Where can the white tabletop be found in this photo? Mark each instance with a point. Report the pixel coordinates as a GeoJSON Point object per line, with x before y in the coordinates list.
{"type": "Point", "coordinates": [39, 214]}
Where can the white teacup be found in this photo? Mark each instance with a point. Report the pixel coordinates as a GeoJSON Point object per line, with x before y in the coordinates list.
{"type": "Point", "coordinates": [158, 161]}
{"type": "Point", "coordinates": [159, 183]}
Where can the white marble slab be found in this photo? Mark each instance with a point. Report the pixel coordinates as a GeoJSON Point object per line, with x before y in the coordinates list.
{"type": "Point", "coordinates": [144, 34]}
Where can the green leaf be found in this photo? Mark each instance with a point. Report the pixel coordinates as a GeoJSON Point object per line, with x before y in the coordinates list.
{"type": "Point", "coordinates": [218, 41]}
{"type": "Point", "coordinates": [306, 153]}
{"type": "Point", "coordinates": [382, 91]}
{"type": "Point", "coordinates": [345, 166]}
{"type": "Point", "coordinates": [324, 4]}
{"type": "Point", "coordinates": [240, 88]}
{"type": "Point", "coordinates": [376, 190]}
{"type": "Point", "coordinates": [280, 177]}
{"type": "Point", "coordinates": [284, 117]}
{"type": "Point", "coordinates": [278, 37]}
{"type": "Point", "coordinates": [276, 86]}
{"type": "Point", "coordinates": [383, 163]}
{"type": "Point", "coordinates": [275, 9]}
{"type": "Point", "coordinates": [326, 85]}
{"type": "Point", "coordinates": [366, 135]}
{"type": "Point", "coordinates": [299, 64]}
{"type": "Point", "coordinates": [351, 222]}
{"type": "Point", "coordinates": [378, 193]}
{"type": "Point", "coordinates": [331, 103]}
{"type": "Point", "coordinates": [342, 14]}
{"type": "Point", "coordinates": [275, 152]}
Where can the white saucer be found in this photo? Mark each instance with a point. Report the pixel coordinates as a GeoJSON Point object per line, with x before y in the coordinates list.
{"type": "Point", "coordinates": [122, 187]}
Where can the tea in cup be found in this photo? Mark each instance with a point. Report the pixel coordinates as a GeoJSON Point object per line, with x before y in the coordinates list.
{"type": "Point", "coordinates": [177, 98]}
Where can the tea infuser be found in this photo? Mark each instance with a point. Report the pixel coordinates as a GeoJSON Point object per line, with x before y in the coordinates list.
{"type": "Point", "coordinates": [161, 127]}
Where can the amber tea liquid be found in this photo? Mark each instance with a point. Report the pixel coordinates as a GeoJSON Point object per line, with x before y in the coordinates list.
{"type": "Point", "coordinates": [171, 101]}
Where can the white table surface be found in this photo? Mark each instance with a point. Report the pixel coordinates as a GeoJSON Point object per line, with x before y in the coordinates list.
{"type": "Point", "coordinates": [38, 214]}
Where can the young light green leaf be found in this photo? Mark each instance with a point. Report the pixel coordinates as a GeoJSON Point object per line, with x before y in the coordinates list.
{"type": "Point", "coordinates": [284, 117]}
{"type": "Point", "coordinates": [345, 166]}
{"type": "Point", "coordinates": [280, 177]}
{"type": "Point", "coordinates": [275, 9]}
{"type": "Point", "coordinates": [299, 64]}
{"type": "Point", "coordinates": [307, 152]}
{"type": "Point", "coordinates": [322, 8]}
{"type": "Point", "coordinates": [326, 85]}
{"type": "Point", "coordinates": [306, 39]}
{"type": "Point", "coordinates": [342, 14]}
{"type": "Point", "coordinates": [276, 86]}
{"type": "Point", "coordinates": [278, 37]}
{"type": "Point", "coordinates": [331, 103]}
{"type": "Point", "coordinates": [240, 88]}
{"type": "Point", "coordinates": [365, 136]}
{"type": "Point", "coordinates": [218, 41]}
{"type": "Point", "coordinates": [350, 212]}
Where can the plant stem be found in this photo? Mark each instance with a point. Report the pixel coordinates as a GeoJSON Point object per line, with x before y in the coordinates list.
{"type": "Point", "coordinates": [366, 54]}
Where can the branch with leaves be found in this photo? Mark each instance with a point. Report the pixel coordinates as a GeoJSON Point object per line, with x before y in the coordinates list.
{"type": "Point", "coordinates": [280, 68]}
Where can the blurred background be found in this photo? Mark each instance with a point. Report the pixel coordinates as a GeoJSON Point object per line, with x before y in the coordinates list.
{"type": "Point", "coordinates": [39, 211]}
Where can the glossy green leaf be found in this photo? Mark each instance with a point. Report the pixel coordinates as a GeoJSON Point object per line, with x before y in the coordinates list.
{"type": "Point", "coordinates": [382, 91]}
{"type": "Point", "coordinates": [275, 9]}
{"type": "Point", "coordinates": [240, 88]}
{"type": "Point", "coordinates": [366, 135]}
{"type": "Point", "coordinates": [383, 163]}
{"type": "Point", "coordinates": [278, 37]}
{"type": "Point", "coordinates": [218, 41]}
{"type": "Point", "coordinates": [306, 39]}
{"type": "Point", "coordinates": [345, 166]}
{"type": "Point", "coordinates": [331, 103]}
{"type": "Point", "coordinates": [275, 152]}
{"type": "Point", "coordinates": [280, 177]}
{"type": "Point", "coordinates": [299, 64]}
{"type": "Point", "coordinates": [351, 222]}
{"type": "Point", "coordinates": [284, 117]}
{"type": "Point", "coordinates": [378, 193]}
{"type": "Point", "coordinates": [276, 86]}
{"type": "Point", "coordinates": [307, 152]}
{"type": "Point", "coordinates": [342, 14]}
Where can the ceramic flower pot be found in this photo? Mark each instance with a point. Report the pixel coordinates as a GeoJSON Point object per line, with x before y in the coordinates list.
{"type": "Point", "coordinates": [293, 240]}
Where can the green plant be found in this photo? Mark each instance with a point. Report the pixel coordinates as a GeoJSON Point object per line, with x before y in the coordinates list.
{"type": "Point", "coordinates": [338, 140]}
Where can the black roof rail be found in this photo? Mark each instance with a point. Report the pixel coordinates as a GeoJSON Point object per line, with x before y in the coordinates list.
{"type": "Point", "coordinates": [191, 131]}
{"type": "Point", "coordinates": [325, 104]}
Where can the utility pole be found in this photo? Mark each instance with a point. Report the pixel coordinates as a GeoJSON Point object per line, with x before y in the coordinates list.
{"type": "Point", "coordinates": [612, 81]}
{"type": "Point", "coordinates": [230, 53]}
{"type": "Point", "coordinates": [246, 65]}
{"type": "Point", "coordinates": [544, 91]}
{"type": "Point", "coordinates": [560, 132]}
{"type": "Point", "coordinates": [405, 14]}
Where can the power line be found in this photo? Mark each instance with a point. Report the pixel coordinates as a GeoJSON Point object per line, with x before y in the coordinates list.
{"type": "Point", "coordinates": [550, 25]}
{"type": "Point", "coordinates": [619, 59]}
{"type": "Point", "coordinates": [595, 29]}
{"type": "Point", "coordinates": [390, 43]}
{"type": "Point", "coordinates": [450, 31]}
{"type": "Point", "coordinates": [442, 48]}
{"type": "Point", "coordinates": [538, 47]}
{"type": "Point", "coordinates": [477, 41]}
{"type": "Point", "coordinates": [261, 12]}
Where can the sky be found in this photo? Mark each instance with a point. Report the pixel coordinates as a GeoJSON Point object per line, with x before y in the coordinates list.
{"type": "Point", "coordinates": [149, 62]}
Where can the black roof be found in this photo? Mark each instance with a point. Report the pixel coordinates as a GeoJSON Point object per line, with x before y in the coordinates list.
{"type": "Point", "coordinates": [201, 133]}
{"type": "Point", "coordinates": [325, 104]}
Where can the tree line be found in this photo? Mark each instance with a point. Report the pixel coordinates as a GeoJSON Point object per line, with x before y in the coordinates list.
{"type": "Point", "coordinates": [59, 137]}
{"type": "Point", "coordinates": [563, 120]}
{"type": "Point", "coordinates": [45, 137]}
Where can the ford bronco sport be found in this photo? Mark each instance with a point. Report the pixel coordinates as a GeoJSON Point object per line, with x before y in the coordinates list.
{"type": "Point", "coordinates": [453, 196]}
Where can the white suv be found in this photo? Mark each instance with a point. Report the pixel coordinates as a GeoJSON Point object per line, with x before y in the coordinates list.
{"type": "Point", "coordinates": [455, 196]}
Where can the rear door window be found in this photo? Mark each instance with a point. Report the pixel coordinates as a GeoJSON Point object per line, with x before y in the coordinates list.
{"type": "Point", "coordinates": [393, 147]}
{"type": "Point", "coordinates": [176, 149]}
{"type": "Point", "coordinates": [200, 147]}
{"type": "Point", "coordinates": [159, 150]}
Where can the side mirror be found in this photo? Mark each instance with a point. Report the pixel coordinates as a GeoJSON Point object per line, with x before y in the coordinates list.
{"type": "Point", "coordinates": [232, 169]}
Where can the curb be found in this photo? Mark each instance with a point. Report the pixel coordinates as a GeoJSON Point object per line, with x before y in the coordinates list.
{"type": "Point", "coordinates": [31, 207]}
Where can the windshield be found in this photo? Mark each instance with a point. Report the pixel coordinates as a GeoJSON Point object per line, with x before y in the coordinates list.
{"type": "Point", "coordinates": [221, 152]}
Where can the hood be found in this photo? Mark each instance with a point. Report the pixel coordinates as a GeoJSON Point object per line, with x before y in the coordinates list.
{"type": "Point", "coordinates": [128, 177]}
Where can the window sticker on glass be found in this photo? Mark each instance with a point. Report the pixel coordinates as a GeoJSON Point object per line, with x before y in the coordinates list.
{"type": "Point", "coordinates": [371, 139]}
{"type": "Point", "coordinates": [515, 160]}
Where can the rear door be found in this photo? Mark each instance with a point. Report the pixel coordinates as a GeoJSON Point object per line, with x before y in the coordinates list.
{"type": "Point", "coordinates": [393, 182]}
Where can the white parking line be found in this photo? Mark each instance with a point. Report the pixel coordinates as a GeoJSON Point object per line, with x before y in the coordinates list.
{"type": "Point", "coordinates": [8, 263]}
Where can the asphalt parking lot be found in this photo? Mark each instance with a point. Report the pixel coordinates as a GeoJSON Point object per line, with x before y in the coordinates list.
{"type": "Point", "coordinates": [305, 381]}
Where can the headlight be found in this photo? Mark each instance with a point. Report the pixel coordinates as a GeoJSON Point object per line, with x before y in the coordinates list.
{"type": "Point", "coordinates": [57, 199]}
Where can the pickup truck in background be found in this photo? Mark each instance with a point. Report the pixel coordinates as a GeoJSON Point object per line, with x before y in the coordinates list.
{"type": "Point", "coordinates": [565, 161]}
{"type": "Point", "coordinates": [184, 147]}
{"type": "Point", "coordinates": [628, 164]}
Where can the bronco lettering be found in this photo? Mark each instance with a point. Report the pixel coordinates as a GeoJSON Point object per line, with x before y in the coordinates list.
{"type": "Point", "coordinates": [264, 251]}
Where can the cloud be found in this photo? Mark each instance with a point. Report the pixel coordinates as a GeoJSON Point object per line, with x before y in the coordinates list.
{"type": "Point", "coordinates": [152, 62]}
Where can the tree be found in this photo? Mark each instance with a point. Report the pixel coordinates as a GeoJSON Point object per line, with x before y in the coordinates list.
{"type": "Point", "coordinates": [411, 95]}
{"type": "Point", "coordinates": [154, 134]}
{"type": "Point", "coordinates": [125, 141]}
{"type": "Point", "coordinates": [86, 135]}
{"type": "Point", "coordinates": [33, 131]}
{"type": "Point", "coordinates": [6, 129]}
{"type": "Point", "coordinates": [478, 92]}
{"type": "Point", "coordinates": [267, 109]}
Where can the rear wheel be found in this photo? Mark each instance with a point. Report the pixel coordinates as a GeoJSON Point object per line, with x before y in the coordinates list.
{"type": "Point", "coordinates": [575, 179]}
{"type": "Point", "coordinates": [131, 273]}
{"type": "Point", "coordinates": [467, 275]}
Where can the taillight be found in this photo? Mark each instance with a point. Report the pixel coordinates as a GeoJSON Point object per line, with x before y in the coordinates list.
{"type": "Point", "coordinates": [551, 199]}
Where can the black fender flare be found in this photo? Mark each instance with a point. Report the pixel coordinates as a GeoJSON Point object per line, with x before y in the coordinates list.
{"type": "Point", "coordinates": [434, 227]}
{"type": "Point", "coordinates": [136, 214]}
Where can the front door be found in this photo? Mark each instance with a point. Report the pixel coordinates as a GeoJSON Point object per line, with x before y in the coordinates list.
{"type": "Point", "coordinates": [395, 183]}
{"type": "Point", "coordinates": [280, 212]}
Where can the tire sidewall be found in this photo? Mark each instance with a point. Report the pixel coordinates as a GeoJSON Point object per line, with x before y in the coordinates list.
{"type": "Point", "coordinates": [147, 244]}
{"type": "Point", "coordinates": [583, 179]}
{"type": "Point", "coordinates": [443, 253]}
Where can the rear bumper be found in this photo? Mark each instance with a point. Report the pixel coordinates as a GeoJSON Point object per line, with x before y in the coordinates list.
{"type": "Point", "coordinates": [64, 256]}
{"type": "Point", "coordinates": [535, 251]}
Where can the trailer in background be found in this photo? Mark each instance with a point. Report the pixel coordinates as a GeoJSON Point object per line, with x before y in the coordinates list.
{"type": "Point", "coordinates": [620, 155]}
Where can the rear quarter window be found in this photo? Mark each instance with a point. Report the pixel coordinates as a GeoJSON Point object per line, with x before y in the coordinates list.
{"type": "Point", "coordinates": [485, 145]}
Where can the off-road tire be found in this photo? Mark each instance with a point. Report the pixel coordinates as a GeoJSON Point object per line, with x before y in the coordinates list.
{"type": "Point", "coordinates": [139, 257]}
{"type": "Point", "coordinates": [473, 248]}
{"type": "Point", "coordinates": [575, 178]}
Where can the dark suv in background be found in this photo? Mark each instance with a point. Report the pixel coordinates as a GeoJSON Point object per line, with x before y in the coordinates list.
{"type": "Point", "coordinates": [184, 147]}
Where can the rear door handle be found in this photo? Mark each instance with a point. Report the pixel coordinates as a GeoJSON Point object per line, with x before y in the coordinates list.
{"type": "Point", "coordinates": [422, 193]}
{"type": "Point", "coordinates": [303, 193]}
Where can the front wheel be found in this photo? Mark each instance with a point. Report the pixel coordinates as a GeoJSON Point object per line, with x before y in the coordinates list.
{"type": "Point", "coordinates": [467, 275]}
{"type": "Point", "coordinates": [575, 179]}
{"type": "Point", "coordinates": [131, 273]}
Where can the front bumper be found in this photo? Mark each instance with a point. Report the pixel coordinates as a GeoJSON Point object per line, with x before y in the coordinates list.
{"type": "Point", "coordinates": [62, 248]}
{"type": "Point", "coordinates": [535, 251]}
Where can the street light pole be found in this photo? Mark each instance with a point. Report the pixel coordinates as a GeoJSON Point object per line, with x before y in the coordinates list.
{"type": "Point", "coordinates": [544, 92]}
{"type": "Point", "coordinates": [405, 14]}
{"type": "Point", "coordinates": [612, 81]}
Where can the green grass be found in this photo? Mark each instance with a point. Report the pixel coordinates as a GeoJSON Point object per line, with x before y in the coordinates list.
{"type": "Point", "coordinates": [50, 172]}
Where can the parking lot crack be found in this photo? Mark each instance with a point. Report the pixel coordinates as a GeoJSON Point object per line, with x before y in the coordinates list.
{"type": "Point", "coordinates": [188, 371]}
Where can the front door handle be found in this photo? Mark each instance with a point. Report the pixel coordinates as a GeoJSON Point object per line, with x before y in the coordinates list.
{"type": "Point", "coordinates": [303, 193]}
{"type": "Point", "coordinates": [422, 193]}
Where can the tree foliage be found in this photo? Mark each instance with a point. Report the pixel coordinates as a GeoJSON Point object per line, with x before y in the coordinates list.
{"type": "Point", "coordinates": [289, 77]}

What you should do:
From the line that contains "Where can the front bumper" through the last line of the listing, every line is to be restated word for word, both ends included.

Exercise answer:
Where can the front bumper be found in this photo? Mark each instance with a point. Report the pixel coordinates as a GeoJSON Point object per line, with x before y in the coordinates list.
{"type": "Point", "coordinates": [62, 248]}
{"type": "Point", "coordinates": [535, 251]}
Where can the street light pole be found in this photo? Mark each instance with a point. Report the pixel coordinates as a GeoJSON Point object per line, with x before y in the coordinates list.
{"type": "Point", "coordinates": [544, 92]}
{"type": "Point", "coordinates": [405, 14]}
{"type": "Point", "coordinates": [612, 81]}
Where can the green grass be found in this photo? Mark each instance with a point. Report the pixel coordinates as a GeoJSON Point object per line, with x before y in the coordinates list.
{"type": "Point", "coordinates": [50, 172]}
Where can the parking lot crack be found in this photo? Mark each instance with a point. Report the pixel coordinates as a GeoJSON Point object per line, with x before y in the coordinates list.
{"type": "Point", "coordinates": [188, 371]}
Where can the front door handle be found in this photo? Mark each instance with a point. Report the pixel coordinates as a GeoJSON Point object per line, with x before y in the coordinates list.
{"type": "Point", "coordinates": [303, 193]}
{"type": "Point", "coordinates": [422, 193]}
Where can the tree foliage be found in this photo? Mark each instance with a point. Report the pixel coordinates as a GeoJSON Point object per line, with x before y in the coordinates list.
{"type": "Point", "coordinates": [289, 77]}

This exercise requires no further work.